**The problem:** Turn every line of the material below into a numbered list, skipping any blank lines.
********************
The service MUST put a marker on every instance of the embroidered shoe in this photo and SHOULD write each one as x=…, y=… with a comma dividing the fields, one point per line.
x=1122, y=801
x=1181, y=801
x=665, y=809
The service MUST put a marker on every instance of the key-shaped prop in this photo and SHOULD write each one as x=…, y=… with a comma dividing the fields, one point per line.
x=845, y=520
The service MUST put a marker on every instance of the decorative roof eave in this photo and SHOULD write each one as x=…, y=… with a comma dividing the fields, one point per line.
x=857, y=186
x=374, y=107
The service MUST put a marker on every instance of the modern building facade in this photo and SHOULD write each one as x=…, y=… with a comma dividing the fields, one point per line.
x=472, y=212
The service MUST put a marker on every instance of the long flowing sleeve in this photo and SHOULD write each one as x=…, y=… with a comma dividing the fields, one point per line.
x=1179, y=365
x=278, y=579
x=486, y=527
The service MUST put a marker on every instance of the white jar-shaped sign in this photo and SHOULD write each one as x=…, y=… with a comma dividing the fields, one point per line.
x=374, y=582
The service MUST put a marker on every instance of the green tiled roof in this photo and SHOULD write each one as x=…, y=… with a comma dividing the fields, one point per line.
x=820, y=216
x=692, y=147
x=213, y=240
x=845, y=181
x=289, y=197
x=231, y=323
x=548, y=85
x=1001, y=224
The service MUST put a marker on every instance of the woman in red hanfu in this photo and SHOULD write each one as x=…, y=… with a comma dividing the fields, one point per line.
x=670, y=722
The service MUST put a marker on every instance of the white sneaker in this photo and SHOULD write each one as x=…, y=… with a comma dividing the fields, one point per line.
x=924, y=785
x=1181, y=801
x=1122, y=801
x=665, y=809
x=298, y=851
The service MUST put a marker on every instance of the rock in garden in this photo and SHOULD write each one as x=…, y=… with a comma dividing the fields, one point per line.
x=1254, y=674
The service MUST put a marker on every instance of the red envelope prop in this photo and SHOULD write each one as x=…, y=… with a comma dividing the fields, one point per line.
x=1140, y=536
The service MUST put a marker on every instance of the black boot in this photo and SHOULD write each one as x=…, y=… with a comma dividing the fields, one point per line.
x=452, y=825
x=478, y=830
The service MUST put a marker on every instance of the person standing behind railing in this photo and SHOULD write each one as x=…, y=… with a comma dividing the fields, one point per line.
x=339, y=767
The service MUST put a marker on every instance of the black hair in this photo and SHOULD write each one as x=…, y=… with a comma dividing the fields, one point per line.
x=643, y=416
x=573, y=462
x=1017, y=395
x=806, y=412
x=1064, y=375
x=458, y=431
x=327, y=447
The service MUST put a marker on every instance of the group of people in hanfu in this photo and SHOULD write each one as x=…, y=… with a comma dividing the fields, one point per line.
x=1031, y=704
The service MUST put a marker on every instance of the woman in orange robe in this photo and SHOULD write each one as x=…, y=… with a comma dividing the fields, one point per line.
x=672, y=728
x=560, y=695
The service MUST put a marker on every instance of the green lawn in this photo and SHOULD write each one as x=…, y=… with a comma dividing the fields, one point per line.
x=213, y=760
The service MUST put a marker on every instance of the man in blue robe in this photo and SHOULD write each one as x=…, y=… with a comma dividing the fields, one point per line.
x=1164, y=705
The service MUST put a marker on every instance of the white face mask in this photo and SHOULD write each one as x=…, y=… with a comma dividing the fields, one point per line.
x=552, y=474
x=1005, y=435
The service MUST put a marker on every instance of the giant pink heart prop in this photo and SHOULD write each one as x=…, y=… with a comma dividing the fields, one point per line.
********************
**Reply:**
1. The service MUST put a marker on every instance of the embroidered shoe in this photo and SHOULD write each one as x=…, y=… with a comma dividing the fields, one point per line.
2. x=1122, y=801
3. x=1181, y=801
4. x=665, y=809
5. The service MUST put a marker on every instance of the key-shaped prop in this photo and SHOULD write each one as x=…, y=… with a comma dividing the fields, one point per line.
6. x=845, y=520
7. The service MUST put a marker on every instance of the decorative roof eave in this photo and SHOULD write each one as x=…, y=… with a comma dividing the fields, one point per line.
8. x=857, y=186
9. x=374, y=107
10. The service MUST put a marker on every instance of the modern building facade in this photo and SHOULD write each one as x=…, y=… with a comma dividing the fields, one point per line.
11. x=472, y=212
12. The service MUST put a marker on every instance of the long flowing sleeve in this photo and SHOULD write each one as x=…, y=… with a comma dividing the fields, one point per line.
13. x=1179, y=365
14. x=278, y=579
15. x=486, y=527
16. The service MUST put a marker on every instance of the white jar-shaped sign in this photo and SHOULD write each one as x=…, y=… with a comma dividing the fields, one point per line.
17. x=374, y=582
18. The service MUST put a marker on every instance of the green tiled roof in this photo and SHOULD write each one as x=…, y=… with a comma dividing the fields, one point per line.
19. x=820, y=216
20. x=692, y=147
21. x=213, y=240
22. x=845, y=181
23. x=289, y=197
24. x=231, y=323
25. x=548, y=85
26. x=1001, y=224
27. The service MUST put a marker on every instance of the woman in red hanfu in this photo and SHOULD write each one as x=…, y=… with a comma dividing the fields, one point per line.
28. x=670, y=722
29. The service MUST put a marker on every instance of the white sneaker in this photo and SHOULD write each one as x=…, y=… with a comma dividing the fields, one point per line.
30. x=924, y=785
31. x=1181, y=801
32. x=1122, y=801
33. x=665, y=809
34. x=298, y=851
35. The service MUST put a marker on every instance of the rock in garden in this photo and SHOULD write each one as x=…, y=… with a comma dividing the fields, one point per line.
36. x=1254, y=674
37. The service MUST put a marker on every instance of the red envelope prop in this photo and SHOULD write each one as x=…, y=… with a comma dividing the fields, one point per line.
38. x=1140, y=536
39. The service MUST put a marker on every instance of the black boot in this photo and SHOULD write each one as x=…, y=… with a comma dividing the fields, one point per line.
40. x=452, y=825
41. x=478, y=830
42. The service MUST put a marker on every instance of the person standing behind railing in this photo and SHOULD write each one as x=…, y=… with a comma dividing the fields, one point per line.
43. x=339, y=767
44. The service MUST put a marker on every instance of the black hair in this photo and SHOULD write each one as x=…, y=… with a comma dividing the fields, one point per line.
45. x=643, y=416
46. x=573, y=462
47. x=1017, y=395
48. x=806, y=412
49. x=1064, y=375
50. x=458, y=431
51. x=327, y=447
52. The service MUST put a marker on every instance of the group of people in hanfu in this photo and SHOULD write each one as x=…, y=… with a comma dividing the fields, one point per line.
53. x=1031, y=704
54. The service MUST put a marker on every instance of the woman in orange robe in this photo and SHOULD write each one as x=…, y=… with a comma dividing the fields, one point per line.
55. x=672, y=728
56. x=560, y=695
57. The service MUST put a marker on every instance of the green lawn in this photo and SHOULD write each one as x=…, y=… with a comma dividing the fields, one point per line.
58. x=213, y=760
59. The service MUST put a marker on every instance of the man in blue robe in this photo and SHOULD write each one as x=…, y=… with a comma dividing the fields, one point per line.
60. x=1164, y=705
61. The service MUST put a marker on every instance of the white face mask in this photo and SHOULD write each one as x=…, y=… with a comma dividing the fields, one point per line.
62. x=552, y=474
63. x=1005, y=435
64. The service MUST put a marker on every instance of the giant pink heart prop in this photo and SHOULD write each one as x=…, y=… with a comma dividing the fields, one point per line.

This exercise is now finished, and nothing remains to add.